→ **SELECTED EXCERPT**
+ + +

Photo caption: Constitutional lawyer Albertos Polizogopoulos (left) defends physicians' conscience rights in a debate at University of Ottawa's law school Mar. 16. Queen's University senior contract negotiator Ricardo Smalling thinks physicians should not be allowed to exercise conscience rights while providing health-care services. (Deborah Gyapong / CCN)
 
Legal experts squared off in a debate on physicians’ conscience rights March 16 in a debate hosted by the University of Ottawa’s law school.
 
Albertos Polizogopoulos, representing five Ontario doctors challenging Ontario College of Physicians and Surgeon policies requiring effective referral on procedures such as abortion and euthanasia, argued for conscience rights. He argued Section 2(a) of the Canadian Charter of Rights and Freedoms provides such protection.
 
And while the Charter protects the conscience rights of physicians, there is no Charter right to any particular drug or procedure, Polizogopoulos said.
The Carter decision did not “create a right” to euthanasia or assisted suicide, he said. It merely struck down the law against assisted suicide in the Criminal Code.
 
Queen’s University Senior Contracts Negotiator Ricardo Smalling argued physicians’ conscience rights must be balanced with the rights of patients who are seeking care in their “weakest” moments.
 
Highlighting the “subjective nature of conscience,” Smalling said eliminating conscientious objection “is the only way to ensure there is a predictable framework that guarantees a patient’s health care.”
 
Physicians have a right to their religious beliefs but they should know that if abortion or “medical aid in dying” is legal, they “may be required by the state to do these services,” he said.

+ + +

→ **WHAT YOU NEED TO DO**
1 – Using the article on the debate over physicians' conscience rights, decide whether each statement below agrees with it: (a) the debate was hosted by the University of Ottawa's law school; (b) Polizogopoulos said the Carter decision created a right to euthanasia; (c) Smalling represented five Ontario doctors. Answer yes or no for each and quote the article's deciding words.
2 – Continue the article on the debate over physicians' conscience rights from the point where it stops.

(Stored data entries)
+ + +

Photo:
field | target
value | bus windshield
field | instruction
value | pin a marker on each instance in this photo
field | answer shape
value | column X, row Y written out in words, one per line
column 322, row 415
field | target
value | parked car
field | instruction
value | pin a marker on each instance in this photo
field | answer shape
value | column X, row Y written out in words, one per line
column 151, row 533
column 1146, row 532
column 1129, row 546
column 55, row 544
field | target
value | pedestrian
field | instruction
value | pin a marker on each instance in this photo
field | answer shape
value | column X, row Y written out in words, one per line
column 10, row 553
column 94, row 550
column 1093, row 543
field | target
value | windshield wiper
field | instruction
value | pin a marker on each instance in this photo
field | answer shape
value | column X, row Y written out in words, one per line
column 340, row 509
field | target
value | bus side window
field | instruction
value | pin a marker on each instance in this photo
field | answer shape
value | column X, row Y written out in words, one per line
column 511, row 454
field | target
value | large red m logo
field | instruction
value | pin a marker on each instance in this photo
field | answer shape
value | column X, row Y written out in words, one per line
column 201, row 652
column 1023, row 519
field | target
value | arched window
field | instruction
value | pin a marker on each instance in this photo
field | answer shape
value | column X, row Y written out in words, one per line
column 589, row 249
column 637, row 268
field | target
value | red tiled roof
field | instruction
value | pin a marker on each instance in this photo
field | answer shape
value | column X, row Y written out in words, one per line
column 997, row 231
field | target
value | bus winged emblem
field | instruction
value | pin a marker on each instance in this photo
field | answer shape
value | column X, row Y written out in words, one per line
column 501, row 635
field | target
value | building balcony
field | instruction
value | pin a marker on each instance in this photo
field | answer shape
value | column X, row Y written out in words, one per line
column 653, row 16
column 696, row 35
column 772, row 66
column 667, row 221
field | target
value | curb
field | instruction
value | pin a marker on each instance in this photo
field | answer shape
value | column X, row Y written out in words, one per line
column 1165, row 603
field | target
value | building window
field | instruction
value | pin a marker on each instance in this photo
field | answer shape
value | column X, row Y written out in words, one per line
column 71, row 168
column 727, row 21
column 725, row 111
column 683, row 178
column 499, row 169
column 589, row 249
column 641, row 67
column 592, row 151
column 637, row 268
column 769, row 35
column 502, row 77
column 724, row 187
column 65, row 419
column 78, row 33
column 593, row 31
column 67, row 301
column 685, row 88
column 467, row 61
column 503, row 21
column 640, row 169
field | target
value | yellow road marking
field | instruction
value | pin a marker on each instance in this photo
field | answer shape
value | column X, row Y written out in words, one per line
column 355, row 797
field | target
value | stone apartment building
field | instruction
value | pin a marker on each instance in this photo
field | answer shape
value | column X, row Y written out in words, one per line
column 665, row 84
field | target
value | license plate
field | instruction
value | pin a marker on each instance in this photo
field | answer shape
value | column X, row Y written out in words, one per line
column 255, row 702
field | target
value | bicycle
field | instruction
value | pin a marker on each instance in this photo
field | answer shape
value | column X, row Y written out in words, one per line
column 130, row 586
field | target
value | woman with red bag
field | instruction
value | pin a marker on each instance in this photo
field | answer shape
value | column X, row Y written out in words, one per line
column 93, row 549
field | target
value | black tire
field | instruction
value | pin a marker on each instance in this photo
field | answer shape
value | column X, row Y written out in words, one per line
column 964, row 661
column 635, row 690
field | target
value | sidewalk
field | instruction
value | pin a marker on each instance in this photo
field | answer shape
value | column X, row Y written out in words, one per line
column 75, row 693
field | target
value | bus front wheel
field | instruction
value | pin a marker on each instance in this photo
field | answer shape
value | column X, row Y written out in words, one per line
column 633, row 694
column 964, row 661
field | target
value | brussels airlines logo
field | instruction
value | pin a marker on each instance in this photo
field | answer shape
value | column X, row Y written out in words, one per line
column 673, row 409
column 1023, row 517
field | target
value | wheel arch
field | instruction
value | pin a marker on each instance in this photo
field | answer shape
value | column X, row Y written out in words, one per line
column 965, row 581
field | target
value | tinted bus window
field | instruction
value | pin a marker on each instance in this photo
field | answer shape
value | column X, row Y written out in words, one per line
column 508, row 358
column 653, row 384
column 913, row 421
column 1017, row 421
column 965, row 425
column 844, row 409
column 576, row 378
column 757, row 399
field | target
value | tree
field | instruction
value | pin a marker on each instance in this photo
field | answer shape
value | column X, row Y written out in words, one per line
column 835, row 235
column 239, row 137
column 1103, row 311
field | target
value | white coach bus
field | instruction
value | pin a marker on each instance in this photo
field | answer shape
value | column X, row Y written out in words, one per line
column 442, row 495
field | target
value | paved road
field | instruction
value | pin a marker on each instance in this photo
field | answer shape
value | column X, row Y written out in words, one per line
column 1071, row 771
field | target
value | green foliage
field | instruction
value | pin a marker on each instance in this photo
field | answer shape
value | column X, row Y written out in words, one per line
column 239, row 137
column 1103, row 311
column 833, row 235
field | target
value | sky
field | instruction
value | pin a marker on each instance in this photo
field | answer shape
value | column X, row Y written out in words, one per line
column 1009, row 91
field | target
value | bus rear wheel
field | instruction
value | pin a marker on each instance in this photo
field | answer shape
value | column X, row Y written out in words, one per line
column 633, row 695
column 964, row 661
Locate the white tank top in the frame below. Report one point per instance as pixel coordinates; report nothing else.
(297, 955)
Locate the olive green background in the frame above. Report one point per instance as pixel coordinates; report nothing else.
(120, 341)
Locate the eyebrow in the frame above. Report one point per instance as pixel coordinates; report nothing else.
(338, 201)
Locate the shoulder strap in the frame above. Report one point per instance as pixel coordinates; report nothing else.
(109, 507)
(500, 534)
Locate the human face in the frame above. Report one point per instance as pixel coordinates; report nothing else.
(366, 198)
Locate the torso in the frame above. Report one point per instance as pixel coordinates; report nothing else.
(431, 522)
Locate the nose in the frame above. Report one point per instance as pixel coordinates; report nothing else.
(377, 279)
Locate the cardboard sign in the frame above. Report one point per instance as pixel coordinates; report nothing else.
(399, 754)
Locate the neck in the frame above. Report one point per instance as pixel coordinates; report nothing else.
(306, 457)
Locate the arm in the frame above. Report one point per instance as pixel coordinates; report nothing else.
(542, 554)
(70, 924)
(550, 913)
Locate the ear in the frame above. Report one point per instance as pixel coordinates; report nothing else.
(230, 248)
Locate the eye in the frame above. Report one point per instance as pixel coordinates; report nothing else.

+ + +

→ **ANSWERS BY TASK**
1 –
(a) Yes: "in a debate hosted by the University of Ottawa’s law school"
(b) No: "The Carter decision did not “create a right” to euthanasia or assisted suicide"
(c) No: "Albertos Polizogopoulos, representing five Ontario doctors"

2 –
Both legal experts referred to the Oakes Test as a way of examining whether a limit to a Charter right is “reasonably and demonstrably justified.” The Oakes Test, from the 1986 Supreme Court Case R vs. Oakes, says the limit must be “fair and not arbitrary” and “rationally connected to that objective,” it must limit the impairment as much as possible, and it must be proportional to the objective.
 
Polizogopoulos said the measures by the College to limit physicians’ conscience rights fail the Oakes Test because there is “no pressing and substantial reason” for the policy.
 
“[Smalling] cannot point you to one case prior to this policy where somebody’s access to a particular procedure was impeded,” he said.
Smalling, however, argued the College must consider the rights of all the parties that will be affected.
 
The rights of the physicians are minimally impaired, because he or she “has the right to all their beliefs; they can go to church and manifest their beliefs,” he said. All that’s being asked is “for those hours when you are at work, you don’t manifest them. To me, that’s minimum impairment.”
 
Polizogopoulos argued the Charter exists to protect people from coercion and being compelled to take a course of action. To illustrate, he said he does not provide family law, criminal law or real estate services, then asked whether he should be forced to practice real estate law.